It shared recent initiatives for employees and communities
Westpac New Zealand (Westpac NZ) has reported a solid financial year despite the impacts of the COVID-19 pandemic on the banking sector.
In its annual financial results covering 12 months ended September 30, 2021, Westpac reported a 56% increase in cash earnings compared with the same period last year, underpinned by a significant improvement in expected loan impairments.
It also reported a 9% increase in core earnings on the prior comparative period due to growth in lending and deposit volumes and a 3bps increase in net interest margin to 2.00%, partially offset by increased spending on risk and regulatory compliance activities.
“Last year, we increased our lending provisions to $657m to reflect the economic outlook from expected COVID-19 impacts. The economy has performed better than expected and, as such, our lending provision levels have reduced to $525m, representing 0.6% of our total lending portfolio,” Westpac acting chief executive Simon Power.
Westpac also delivered innovative and sustainable financial solutions during the same period to “drive positive change when it comes to tackling problems like climate change.”
“We signed an $85m Sustainability-Linked Loan with Pāmu, New Zealand's largest farming business, that incorporates emissions reduction targets that will be validated against global best practice,” Power said.
Additionally, Westpac signed Australasia's first-ever Social Loan in alignment with international sustainable finance principles.
※ ※ ※
— WHAT YOU NEED TO DO —
List every percentage figure in the text about Westpac NZ's annual results.
※ ※ ※
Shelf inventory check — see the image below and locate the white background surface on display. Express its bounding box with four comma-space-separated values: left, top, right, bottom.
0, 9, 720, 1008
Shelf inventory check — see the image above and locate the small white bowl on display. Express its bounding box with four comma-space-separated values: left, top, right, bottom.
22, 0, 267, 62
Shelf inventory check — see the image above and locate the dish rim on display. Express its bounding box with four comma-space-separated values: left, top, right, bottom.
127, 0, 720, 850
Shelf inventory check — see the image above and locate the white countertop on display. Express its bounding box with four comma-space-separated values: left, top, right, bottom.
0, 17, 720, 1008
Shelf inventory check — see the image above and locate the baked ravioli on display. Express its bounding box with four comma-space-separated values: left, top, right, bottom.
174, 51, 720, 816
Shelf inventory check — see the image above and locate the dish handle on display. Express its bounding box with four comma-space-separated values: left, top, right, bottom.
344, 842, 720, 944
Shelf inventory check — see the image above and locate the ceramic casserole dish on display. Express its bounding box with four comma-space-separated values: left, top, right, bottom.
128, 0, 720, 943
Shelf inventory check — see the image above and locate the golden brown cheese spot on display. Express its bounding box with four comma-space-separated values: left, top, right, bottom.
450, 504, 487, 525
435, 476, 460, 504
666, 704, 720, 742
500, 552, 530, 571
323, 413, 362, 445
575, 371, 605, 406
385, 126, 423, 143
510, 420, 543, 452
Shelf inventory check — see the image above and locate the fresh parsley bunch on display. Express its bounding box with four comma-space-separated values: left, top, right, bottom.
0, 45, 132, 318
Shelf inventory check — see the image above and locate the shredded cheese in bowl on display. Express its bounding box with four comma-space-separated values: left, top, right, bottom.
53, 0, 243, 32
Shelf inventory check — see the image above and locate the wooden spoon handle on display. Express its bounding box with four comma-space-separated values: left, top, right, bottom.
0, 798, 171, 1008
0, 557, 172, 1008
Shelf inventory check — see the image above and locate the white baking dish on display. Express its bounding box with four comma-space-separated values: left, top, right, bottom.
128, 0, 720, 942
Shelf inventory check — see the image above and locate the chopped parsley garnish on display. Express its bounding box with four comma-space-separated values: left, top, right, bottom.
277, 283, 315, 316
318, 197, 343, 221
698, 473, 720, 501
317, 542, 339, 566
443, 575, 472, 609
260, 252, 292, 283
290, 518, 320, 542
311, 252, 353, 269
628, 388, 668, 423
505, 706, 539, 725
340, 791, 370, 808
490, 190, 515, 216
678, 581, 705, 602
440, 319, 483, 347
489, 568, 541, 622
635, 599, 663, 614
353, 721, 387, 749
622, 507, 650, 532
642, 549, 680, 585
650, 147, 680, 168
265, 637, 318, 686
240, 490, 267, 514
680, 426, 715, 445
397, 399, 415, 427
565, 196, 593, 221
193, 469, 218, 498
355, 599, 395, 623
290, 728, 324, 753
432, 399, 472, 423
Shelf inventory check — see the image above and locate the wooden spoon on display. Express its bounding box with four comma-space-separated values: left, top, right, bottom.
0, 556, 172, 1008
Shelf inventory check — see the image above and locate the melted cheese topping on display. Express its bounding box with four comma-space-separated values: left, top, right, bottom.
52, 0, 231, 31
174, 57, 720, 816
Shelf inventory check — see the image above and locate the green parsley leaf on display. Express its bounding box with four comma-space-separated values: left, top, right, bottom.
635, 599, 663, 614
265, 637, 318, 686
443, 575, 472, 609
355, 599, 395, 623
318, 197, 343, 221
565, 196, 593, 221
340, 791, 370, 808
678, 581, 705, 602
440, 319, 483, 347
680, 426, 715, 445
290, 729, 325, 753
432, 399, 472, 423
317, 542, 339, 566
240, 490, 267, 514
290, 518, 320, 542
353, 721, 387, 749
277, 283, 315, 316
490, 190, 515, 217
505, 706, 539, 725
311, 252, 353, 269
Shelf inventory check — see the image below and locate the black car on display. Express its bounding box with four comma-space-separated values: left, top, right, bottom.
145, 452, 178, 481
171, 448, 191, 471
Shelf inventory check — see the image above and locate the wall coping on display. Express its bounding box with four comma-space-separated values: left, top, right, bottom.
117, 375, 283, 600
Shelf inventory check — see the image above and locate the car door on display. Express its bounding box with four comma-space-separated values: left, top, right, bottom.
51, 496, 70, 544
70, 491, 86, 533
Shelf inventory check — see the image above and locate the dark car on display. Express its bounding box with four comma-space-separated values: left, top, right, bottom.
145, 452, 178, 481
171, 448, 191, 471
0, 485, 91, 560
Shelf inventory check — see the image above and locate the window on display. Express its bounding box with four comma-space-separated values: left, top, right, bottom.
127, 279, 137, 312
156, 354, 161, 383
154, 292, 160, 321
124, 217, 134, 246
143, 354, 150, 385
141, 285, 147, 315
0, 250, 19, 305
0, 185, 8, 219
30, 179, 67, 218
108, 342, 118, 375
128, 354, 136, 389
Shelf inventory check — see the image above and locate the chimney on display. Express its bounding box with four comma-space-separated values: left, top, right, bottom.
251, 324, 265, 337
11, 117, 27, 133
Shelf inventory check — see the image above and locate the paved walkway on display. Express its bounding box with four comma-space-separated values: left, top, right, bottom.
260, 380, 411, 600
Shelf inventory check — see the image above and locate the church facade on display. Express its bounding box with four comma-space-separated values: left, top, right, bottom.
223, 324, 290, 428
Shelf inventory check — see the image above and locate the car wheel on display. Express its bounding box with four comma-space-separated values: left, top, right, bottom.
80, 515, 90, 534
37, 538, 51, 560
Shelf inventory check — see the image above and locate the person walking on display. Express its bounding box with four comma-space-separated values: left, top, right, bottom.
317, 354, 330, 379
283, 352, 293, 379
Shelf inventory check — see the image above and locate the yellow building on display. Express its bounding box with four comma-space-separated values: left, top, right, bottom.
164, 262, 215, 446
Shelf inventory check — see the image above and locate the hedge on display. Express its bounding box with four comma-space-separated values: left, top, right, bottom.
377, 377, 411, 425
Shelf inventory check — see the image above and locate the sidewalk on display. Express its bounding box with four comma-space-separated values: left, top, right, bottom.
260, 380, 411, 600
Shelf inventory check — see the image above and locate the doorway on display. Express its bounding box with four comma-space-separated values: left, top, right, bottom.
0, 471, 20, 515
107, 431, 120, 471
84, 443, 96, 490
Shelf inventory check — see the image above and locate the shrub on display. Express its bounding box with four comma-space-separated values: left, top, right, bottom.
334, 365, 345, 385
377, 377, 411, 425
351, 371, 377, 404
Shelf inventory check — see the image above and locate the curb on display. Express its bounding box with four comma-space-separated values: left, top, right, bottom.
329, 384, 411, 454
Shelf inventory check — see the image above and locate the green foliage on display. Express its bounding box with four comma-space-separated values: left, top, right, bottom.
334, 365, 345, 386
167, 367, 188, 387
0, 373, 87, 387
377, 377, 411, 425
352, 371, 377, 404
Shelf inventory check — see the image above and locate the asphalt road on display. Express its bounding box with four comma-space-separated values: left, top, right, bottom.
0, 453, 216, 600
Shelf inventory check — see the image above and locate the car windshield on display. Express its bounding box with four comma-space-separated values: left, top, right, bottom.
※ ※ ※
— EXERCISE RESPONSE —
56%, 9%, 2.00%, 0.6%